Entries from an annotation dataset:
· · · · · · ·
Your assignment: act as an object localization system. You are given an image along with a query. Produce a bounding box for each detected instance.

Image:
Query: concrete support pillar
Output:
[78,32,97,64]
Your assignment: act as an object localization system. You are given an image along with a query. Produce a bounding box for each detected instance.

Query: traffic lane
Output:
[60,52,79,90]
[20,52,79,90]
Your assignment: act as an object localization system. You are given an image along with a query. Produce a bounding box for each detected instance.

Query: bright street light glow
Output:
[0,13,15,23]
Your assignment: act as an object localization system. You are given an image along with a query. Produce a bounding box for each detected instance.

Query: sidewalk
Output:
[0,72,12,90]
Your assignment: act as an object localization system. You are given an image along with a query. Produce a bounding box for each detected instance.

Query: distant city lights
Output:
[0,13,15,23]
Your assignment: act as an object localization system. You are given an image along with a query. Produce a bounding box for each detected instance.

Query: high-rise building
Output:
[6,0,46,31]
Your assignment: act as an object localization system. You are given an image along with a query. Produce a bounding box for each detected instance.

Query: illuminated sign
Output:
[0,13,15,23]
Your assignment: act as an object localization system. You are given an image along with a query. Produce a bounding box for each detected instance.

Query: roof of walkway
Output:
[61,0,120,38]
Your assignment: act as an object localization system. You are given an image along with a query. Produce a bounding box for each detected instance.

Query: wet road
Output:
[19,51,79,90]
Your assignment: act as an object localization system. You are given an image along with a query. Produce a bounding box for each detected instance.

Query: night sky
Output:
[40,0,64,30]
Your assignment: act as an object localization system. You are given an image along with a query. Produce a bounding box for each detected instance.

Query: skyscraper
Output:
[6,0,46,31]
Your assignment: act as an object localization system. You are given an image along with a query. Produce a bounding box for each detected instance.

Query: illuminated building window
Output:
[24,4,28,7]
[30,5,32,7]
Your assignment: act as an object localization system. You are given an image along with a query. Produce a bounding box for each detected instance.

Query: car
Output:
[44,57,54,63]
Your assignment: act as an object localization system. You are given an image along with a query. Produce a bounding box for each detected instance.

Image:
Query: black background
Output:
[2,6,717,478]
· · · · · · ·
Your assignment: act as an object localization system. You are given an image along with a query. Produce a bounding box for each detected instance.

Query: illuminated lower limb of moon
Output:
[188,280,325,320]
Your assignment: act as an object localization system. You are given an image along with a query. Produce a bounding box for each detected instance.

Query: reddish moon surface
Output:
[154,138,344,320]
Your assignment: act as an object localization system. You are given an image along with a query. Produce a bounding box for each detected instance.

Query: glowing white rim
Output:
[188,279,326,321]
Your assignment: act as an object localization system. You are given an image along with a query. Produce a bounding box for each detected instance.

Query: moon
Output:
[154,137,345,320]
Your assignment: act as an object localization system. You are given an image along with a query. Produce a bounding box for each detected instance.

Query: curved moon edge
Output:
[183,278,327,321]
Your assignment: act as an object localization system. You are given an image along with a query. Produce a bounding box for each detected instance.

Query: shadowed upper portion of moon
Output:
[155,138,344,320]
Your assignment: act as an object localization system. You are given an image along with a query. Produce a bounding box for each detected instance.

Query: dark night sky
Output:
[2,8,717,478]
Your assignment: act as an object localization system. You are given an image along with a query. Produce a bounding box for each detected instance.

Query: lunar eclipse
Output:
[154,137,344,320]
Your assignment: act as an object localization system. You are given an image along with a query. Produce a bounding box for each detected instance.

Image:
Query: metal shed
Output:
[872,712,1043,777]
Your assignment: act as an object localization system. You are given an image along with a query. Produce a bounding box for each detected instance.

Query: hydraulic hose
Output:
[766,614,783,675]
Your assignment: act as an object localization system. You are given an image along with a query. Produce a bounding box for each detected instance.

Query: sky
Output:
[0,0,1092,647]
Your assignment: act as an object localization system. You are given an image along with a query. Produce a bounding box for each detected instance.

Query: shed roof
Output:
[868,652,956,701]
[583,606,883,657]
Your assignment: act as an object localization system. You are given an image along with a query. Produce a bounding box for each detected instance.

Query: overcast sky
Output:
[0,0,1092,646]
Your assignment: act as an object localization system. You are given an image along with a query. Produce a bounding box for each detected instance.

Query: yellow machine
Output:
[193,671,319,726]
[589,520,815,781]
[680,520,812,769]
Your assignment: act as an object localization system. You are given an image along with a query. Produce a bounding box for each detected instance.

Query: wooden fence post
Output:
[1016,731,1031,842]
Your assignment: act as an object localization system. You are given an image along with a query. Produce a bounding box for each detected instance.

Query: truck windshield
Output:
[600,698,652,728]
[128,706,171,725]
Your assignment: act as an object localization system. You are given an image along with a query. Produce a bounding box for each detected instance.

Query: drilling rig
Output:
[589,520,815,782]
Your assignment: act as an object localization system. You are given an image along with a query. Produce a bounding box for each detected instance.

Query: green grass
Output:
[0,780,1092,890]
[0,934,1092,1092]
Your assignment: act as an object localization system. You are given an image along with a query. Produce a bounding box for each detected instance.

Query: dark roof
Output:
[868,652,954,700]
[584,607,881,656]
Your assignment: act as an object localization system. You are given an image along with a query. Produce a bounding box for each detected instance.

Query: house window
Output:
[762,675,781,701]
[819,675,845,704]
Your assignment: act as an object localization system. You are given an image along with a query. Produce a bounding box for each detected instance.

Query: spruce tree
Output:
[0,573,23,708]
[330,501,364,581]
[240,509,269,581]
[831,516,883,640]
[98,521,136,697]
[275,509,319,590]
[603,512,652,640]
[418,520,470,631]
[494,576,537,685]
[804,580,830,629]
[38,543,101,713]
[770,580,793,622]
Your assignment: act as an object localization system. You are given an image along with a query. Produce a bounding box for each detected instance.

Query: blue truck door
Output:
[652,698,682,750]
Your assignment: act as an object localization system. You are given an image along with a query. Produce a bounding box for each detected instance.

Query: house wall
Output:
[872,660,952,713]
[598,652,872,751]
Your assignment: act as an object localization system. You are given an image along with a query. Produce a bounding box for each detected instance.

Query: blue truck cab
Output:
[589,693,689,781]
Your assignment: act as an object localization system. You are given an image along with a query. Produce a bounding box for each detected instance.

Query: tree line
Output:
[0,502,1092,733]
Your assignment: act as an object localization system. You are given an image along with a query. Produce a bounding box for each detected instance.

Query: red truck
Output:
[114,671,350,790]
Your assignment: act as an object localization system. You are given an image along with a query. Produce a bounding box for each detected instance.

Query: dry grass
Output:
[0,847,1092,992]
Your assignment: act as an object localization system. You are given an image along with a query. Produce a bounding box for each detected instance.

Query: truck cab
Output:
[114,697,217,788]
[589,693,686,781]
· · · · · · ·
- What the task requires -
How many lines in the records above contain the word "night"? Case matters. Give only the number.

- Reply -
2